> [Work required] Pictures do not belong in the copy; retype the records below exactly.

> [Supplied information]
****

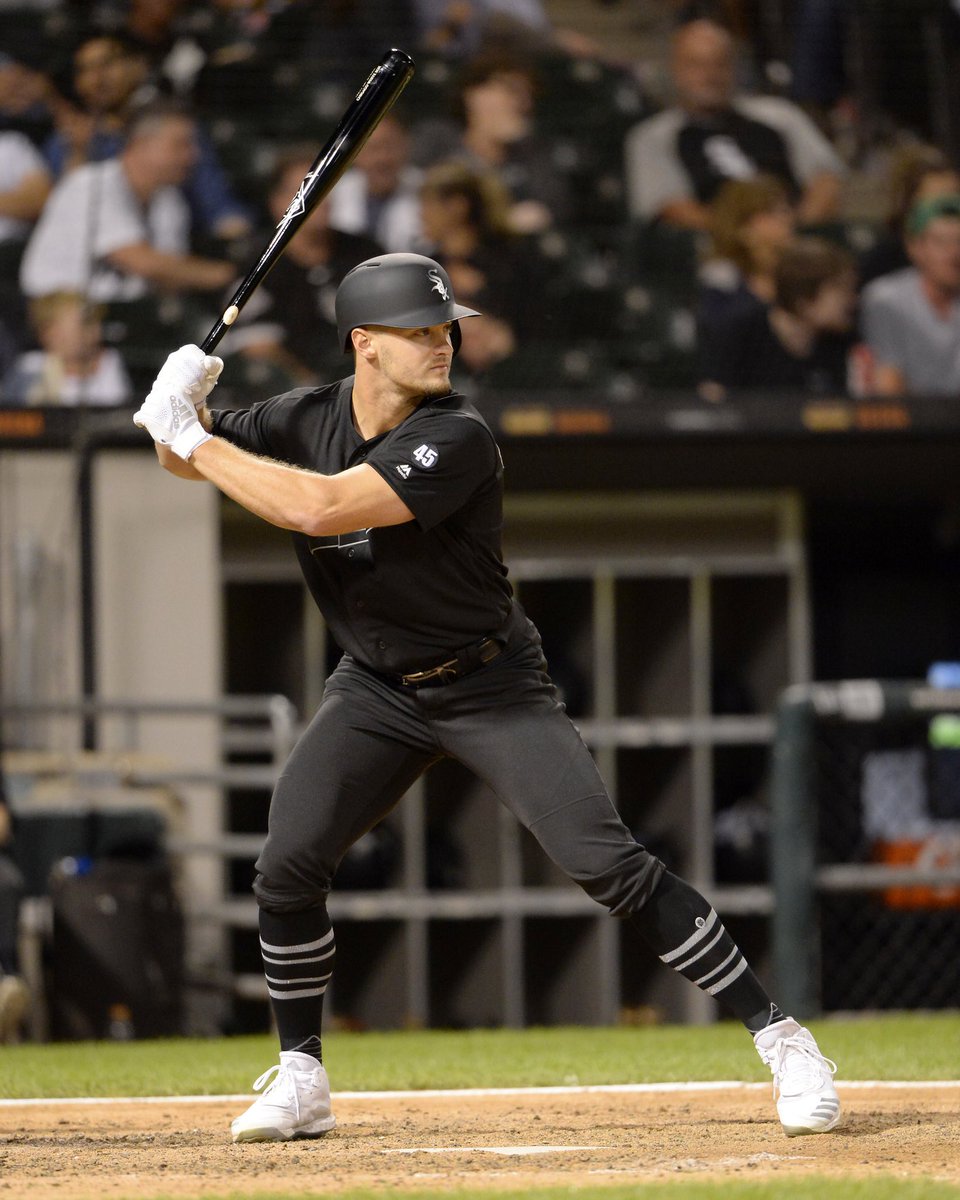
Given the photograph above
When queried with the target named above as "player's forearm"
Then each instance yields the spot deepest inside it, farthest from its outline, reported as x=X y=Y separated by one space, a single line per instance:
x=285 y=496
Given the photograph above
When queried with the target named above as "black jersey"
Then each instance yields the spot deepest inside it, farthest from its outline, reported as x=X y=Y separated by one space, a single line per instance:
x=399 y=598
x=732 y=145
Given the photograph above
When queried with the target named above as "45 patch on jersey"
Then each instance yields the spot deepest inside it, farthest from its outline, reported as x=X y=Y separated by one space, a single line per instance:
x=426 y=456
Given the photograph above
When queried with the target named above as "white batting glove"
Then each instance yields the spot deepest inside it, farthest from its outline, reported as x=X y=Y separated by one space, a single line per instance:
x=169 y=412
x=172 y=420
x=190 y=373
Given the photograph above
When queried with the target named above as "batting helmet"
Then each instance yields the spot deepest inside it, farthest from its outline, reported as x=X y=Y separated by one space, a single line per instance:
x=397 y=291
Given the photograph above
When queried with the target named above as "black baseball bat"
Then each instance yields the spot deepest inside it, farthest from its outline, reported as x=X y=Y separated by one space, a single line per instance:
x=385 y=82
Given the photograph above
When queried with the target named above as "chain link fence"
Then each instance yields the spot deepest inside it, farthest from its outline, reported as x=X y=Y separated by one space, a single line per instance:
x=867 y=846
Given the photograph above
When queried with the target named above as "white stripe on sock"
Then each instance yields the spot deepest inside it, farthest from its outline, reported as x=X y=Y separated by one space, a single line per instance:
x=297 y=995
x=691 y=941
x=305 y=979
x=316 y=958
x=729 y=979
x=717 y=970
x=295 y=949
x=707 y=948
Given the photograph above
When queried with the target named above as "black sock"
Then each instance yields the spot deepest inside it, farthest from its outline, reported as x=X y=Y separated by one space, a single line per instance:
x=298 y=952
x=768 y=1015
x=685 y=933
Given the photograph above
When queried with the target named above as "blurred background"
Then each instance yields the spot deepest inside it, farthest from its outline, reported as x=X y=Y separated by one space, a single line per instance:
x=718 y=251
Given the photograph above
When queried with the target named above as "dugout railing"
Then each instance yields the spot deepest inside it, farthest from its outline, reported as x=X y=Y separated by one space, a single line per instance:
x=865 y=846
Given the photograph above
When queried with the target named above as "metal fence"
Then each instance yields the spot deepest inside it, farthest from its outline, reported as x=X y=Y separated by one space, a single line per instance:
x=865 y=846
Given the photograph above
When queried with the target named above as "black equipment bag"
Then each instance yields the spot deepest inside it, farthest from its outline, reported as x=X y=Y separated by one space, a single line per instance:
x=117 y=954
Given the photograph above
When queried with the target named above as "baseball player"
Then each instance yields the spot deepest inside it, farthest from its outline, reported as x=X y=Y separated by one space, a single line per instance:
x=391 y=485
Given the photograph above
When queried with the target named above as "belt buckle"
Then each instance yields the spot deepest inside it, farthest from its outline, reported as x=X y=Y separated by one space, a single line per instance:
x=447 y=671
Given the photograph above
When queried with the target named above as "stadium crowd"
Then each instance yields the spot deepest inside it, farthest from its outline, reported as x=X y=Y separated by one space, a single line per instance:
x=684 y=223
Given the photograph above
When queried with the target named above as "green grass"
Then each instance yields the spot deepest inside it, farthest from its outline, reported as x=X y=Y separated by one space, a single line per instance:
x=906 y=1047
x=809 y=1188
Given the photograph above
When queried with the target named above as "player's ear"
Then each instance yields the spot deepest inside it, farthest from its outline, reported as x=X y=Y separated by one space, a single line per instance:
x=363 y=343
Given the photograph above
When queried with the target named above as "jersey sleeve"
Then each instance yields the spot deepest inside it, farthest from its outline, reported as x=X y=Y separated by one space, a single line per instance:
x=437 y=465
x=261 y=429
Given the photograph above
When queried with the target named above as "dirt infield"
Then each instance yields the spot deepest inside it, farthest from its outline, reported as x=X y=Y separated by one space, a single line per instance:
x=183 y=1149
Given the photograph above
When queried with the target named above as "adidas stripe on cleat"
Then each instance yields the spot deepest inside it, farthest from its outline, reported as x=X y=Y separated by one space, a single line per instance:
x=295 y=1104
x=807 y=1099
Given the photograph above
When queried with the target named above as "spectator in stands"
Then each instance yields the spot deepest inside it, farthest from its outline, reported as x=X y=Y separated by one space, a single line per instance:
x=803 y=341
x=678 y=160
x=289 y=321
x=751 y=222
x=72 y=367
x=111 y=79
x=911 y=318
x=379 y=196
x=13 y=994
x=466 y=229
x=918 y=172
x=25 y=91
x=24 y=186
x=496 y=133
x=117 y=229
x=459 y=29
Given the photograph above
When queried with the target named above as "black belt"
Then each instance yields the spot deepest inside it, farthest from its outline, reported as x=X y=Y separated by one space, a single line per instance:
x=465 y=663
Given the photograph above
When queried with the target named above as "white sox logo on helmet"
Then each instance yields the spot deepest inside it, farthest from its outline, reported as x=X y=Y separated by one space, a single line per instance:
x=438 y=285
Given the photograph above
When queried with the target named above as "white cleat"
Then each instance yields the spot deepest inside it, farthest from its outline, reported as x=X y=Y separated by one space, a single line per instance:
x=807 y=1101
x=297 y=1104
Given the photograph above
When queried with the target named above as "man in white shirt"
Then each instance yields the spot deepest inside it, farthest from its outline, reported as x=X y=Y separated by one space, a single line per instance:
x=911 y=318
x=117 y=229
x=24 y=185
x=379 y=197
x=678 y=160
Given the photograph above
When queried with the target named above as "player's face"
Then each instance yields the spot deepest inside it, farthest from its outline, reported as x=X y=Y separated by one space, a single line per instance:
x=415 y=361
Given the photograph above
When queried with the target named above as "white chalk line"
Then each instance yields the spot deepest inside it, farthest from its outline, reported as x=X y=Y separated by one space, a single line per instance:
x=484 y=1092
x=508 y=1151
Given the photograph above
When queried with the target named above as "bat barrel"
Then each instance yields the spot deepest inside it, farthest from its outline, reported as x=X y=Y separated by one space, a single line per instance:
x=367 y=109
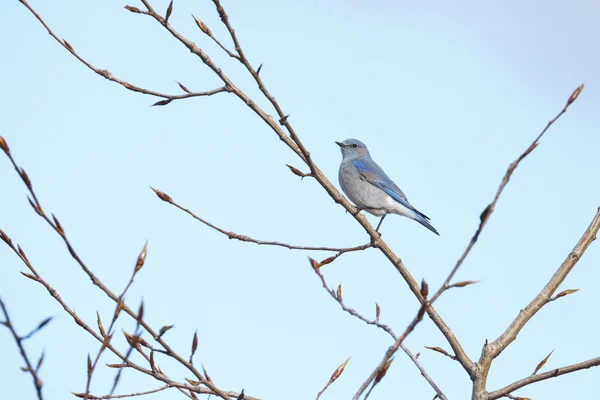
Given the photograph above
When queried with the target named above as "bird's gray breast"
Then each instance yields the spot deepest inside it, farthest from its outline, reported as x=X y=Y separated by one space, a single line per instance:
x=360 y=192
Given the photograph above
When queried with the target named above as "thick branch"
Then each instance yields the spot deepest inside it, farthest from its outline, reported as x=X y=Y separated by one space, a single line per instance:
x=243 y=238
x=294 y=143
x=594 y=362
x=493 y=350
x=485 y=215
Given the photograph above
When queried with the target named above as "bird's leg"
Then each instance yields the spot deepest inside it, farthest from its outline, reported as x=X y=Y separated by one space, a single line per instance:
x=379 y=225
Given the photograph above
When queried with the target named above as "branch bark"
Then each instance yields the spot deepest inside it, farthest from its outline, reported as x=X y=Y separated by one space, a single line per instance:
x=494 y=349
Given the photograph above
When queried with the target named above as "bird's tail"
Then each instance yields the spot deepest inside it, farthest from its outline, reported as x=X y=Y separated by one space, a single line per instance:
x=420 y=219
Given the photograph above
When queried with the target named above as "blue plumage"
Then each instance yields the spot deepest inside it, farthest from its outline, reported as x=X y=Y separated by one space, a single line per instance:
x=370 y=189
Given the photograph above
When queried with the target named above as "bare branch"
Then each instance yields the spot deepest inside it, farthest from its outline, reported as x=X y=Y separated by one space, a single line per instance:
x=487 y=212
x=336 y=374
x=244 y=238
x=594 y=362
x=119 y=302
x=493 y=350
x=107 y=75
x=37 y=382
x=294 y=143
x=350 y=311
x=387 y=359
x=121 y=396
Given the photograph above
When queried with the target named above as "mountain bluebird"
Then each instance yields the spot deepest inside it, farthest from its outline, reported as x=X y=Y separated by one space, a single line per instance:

****

> [Task answer]
Given the photograph above
When queried with the target named above as "player's forearm"
Then each instance yields the spot deepest inside it, farthest from its outline, reported as x=X y=Y separated by one space, a single line per instance:
x=285 y=496
Given the photograph above
When queried with the target named above as "black jersey"
Then each instance yields the spot deepest inside it, farthest from its outline, reported as x=X y=Y separated by one space, a single line per instance:
x=399 y=598
x=732 y=145
Given the photograph above
When queried with the target named above as "45 patch on jersey"
Then each instance yields the spot deepest inside it, farthest from its outline, reported as x=X y=Y separated by one space, a single line per instance:
x=426 y=456
Given the photograph above
When queried with the target named above as "white batting glove"
Then each instance yields the spot deepest inside it, farthest from its outline, reported as x=X y=Y separated by one space, a single line per instance:
x=169 y=412
x=172 y=420
x=190 y=373
Given the photograph above
When queried with the target named above as "batting helmet"
Then each instance yields the spot deepest inside it, farthest from its outline, reported as x=X y=Y separated by one space, a single line per instance:
x=397 y=291
Given the photograph above
When queried with the target named above as "black baseball bat"
Then each instance yields the spot deepest inside it, farthest from its outline, reported as x=X y=Y separated by one space, a single line per instance:
x=385 y=82
Given the photograph above
When queried with the target named above as "chain link fence"
Then each instance yields the spot deepest inside it, farthest from its outline, reported as x=X y=Y separated by one space, a single line per instance:
x=867 y=846
Given the photograph above
When queried with the target named above as "white stripe on sock"
Then each instance yields the spot deepest inside it, farthest from its outline, reported as x=X y=Y separated by one space, a single line per instance:
x=297 y=995
x=691 y=941
x=305 y=979
x=316 y=958
x=729 y=979
x=717 y=970
x=295 y=949
x=707 y=948
Given the photograph above
When queried with the target named above as "black sock"
Then each instance yields the spot deepest inside it, farthest from its outline, reported as x=X y=Y separated by one space, a single line per instance:
x=298 y=952
x=768 y=1015
x=685 y=933
Given the photograph above
When queried with the target named above as "blurred background"
Then each instance yields the spot deepest inside it, farthest from its outline, reported as x=X y=Y separated by one space, a single line per instance:
x=718 y=251
Given the photograph above
When queried with the target named above as "dugout railing"
Then each instance yields the spot deepest inside it, farthest from its outline, reported as x=X y=Y separated by one space, a single line per instance:
x=865 y=846
Given the photograph above
When queried with the target named above as "metal fence"
Then each instance yields the spot deepest inside it, farthest from its outline, reported as x=X y=Y separated by one space, a single line per instance:
x=865 y=846
Given the photograph above
When queried with the target named above as "black equipment bag"
Then each instance yields the spot deepest inside it, farthest from its outline, reported as x=X y=Y separated by one space, a single line per instance:
x=117 y=954
Given the photograph above
When queried with the target named above as "baseball player"
Then each instance yields the spot deepest inside it, farthest from its outline, reported as x=X y=Y separated by one space, a single line per instance:
x=391 y=485
Given the photograph above
When queried with the target named above as "belt buckle"
Then each instance yields the spot deepest inside it, farthest from its outline, reported as x=X y=Y separated by one space, a single line per instance:
x=447 y=671
Given the photograph above
When queried with the target named above as "stadium crowd"
Then each instance yields the spot deepest inside it, farthest from its outline, reported as x=X y=Y separated by one space, a single line per instance:
x=684 y=223
Given the photograph above
When queried with the target named above as "green grass"
Then each instance yields the spot deepest inside it, farthest from its outline, reported as x=X y=Y separated by one space, a single line per instance:
x=906 y=1047
x=809 y=1188
Given the photograph above
When queried with the target named above as "player's ear"
Then each instance yields the spot deepest inside it, farthest from its outline, reported as x=X y=Y separated by one space, a single line per instance:
x=363 y=343
Given the photograph above
When queried with the target named above as "jersey sleeve"
Then each instance yields the spot deepest inside it, farthest from its outline, reported as x=X y=Y separated by one space, a single line per instance:
x=437 y=465
x=261 y=429
Given the photograph above
When queried with the target named above as "dirt infield"
Then each instance yields the spot deepest inside it, farthest from its outline, reported as x=X y=Y separated by one space, a single line per instance:
x=183 y=1149
Given the photograph above
When queried with the target named above as "adidas stripe on cleat"
Then each instance yields the spot deepest inside it, farthest from its outline, reported as x=X y=Y separated by one space, a single line per instance:
x=295 y=1104
x=807 y=1099
Given the photograph above
When queried with the target named above as "spectator in stands"
Then each instance yields the spot deepest inside it, farthest from its outline, reported as x=X y=Y separated by one space, a single line per instance:
x=803 y=341
x=678 y=160
x=289 y=321
x=751 y=222
x=72 y=367
x=111 y=79
x=911 y=318
x=379 y=196
x=13 y=994
x=466 y=229
x=918 y=172
x=25 y=91
x=24 y=186
x=496 y=133
x=117 y=229
x=459 y=29
Given the photograph above
When queried with the target named above as "black belt"
Then each instance yields the spot deepest inside it, farthest from its outline, reported as x=X y=Y separated by one space, a single line per instance:
x=465 y=663
Given the photograph above
When queried with the target named above as "white sox logo on helmet"
Then each instance yields the spot deepest inside it, farthest from its outline, reported as x=X y=Y separated by one space, a single line per instance:
x=438 y=285
Given the photograph above
When queried with the target named above as "white cleat"
Then each instance yields the spot deepest inside it, farthest from its outline, reported as x=X y=Y separated by one space, a single line per instance:
x=807 y=1101
x=297 y=1104
Given the photograph above
When queried with the target named above as "man in white shirt"
Then each instance yields the spot deepest inside it, farthest from its outline, reported as x=X y=Y separated by one space, a single line per instance:
x=911 y=318
x=117 y=229
x=24 y=185
x=379 y=197
x=678 y=160
Given the photograph above
When queried with the target named above as "player's face"
Then each instance yields the spot deepest inside it, farthest from its outline, reported as x=X y=Y separated by one space, a single line per instance:
x=415 y=361
Given the photograph above
When queried with the target named above as "white chalk line"
Then each instance yields the spot deepest inside it, farthest from its outline, reported as x=X y=Y separated by one space, a single line per instance:
x=484 y=1092
x=508 y=1151
Given the photograph above
When queried with the target named above as "bat barrel"
Then each instance yields the spot deepest inside it, farthest from its outline, reported as x=X y=Y separated by one space, a single line per instance:
x=367 y=109
Given the photograph above
When queried with the target named above as "bird's gray breast"
Then each instance yields the spot deepest inside it, farthest from its outline, reported as x=X y=Y separated by one space, a single line per instance:
x=360 y=192
Given the photograph above
When queried with the target named above as "thick branch"
Then each instance yields the spot deepest inside it, farthest from its outline, reported as x=X y=Y separated by one space, a single line per instance:
x=243 y=238
x=294 y=143
x=594 y=362
x=493 y=350
x=485 y=215
Given the photograph above
When queried with the target named above as "bird's leg"
Then each instance yields the spot deepest inside it, farthest from its outline, reported as x=X y=Y separated by one space, a single line per instance:
x=379 y=225
Given the photograph above
When queried with the target named above as "branch bark"
Then each instance yields the spot deepest inside it, farthest from its outline, reported as x=X y=Y separated by one space, a single line per instance:
x=494 y=349
Given the photograph above
When queried with the target named above as "bird's tail"
Then each instance yields the spot deepest inside it, farthest from its outline, reported as x=X y=Y separated by one space, a single line per instance:
x=420 y=219
Given the photograph above
When queried with the target named above as "blue plumage"
Then each instance yields the spot deepest inside it, farthest from its outline, reported as x=X y=Y separated by one space, a single line per instance:
x=370 y=189
Given the photograph above
When queried with the target named above as "bare branch"
Then each instance yields the spot deepest inside it, farthest from its outline, reported as x=X y=Y separated by one space, a single line per instance:
x=487 y=212
x=336 y=374
x=244 y=238
x=594 y=362
x=119 y=302
x=493 y=350
x=107 y=75
x=37 y=382
x=294 y=143
x=350 y=311
x=387 y=359
x=121 y=396
Given the photograph above
When queried with the target named above as "mountain bluebird"
Then each instance yields the spot deepest inside it, farthest from its outline, reported as x=X y=Y separated by one space, a single line per instance:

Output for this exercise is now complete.